Brief A:
Answer these questions from the jam band passage, one per line:
(i) In what season and year did Jerry Garcia die?
(ii) By the end of which year had Phish earned spots at venues like Madison Square Garden?
(iii) Which three bands does the passage name as moving toward the electronic sound?
Brief B:
Transcribe the section of the jam band passage that begins at the words "From the mid-1990s" and stops after "of Phish songs.".

In the early 1990s, a new generation of bands was spurred on by the Grateful Dead's touring and the increased exposure of The Black Crowes, Phish, and Aquarium Rescue Unit. Many new bands were formed in the blooming scene. These were the first new bands to actually be called "jam bands", including Rusted Root, ekoostik hookah, Dispatch, Gov't Mule, Leftover Salmon, Jambay, moe., and String Cheese Incident. During the summer of 1995, the venerable Grateful Dead guitarist, frontman, and genre spokesman, Jerry Garcia, died, thereby ending the group's thirty years of activity. During the same period, Phish rose to prominence, and bands such as String Cheese Incident and Blues Traveler became successful.

Phish's rise in popularity in the mid 1990s may be attributed to the death of Jerry Garcia and the subsequent terminus of the Grateful Dead in 1995. However, a rapidly expanding concert-going market in the early 1990s saw Phish playing mid-sized amphitheaters already in 1993 and 1994. The band also reached new creative levels in the latter 90's that musically pushed them to the top of the jam band totem pole & earning them spots at venues like Madison Square Garden by 1994's end. The void left by the sudden departure of the Grateful Dead may have helped to give impetus to the fertile jam scene that came after. The surviving members created a band called The Other Ones, and then officially became The Dead.

From the mid-1990s to the mid-2000s, jam bands tended to be more influenced by Phish than by the Grateful Dead. Earlier jam bands, such as Phish, got their start playing Grateful Dead covers; but mid-1990s bands, such as The Disco Biscuits, started out playing covers of Phish songs.

Mid-2000s-present

The current state (2008) of the Jam band scene is multi-genre. Genre mixing has always been welcome in the jam band community (see the Grateful Dead's bluegrass influence), but is now much more prevalent. It is now usual for jam bands to include folk rock, blues-rock, jazz fusion, rock and roll, psychedelic rock, southern rock, country rock, and bluegrass sounds. Today's Yonder Mountain String Band and String Cheese Incident are generally considered to be newgrass, however both groups find themselves playing across several genres. Dirty Dozen Brass Band and The Primate Fiasco are traditional jazz bands who "jam". Many jam bands today are moving toward the electronic sound, such as Lotus, The Disco Biscuits and Sound Tribe Sector 9 (STS9).

Material supplied:

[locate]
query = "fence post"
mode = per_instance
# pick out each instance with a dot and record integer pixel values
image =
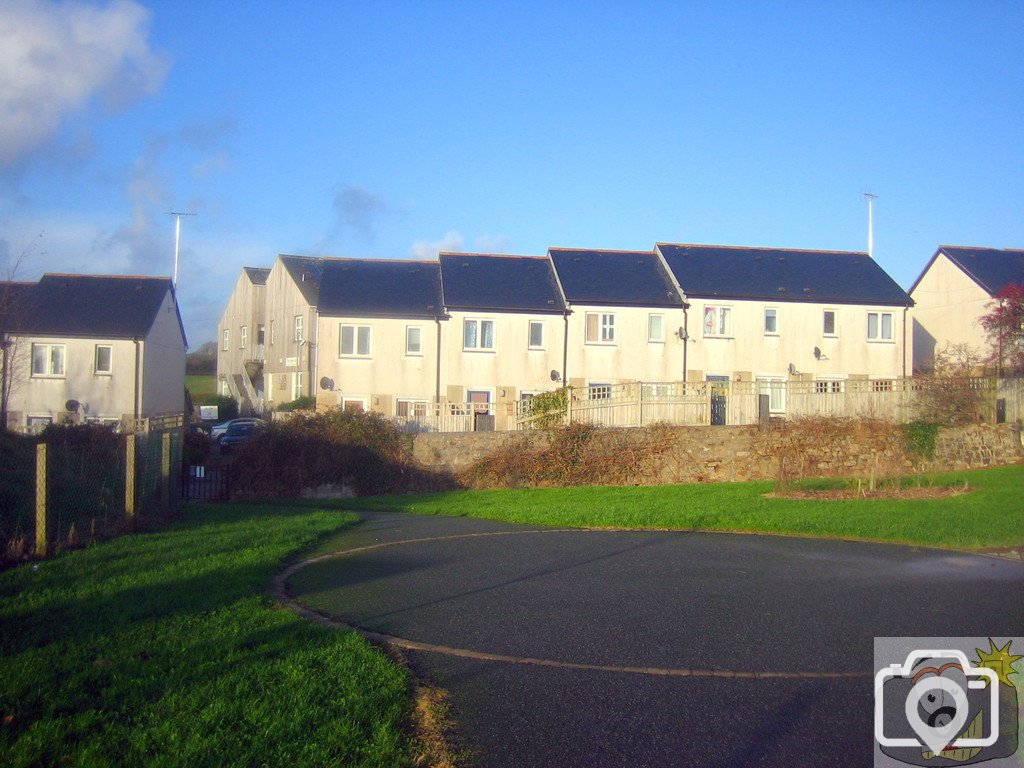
(42, 538)
(130, 479)
(165, 472)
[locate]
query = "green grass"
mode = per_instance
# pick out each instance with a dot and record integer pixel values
(162, 649)
(988, 516)
(201, 387)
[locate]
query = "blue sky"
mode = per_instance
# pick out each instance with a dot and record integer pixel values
(391, 130)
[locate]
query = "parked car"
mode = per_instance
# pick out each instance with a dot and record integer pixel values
(239, 432)
(218, 430)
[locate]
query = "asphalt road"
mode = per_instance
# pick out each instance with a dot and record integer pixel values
(587, 608)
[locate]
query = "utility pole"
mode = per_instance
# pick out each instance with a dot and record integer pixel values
(870, 223)
(177, 240)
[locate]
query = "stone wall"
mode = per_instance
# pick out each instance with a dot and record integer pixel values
(747, 453)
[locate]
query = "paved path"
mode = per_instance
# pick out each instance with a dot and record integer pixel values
(649, 648)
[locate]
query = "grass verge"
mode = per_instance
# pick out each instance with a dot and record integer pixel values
(162, 649)
(988, 516)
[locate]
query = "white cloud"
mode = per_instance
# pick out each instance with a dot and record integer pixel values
(494, 244)
(425, 250)
(56, 57)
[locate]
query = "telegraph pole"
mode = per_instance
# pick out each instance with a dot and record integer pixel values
(177, 240)
(870, 223)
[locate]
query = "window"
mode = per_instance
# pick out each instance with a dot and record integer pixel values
(774, 387)
(655, 328)
(537, 334)
(413, 410)
(477, 334)
(103, 359)
(414, 340)
(880, 326)
(718, 321)
(600, 328)
(354, 341)
(47, 359)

Full solution A:
(i) The summer of 1995
(ii) 1994
(iii) Lotus, The Disco Biscuits, and Sound Tribe Sector 9 (STS9)

Full solution B:
From the mid-1990s to the mid-2000s, jam bands tended to be more influenced by Phish than by the Grateful Dead. Earlier jam bands, such as Phish, got their start playing Grateful Dead covers; but mid-1990s bands, such as The Disco Biscuits, started out playing covers of Phish songs.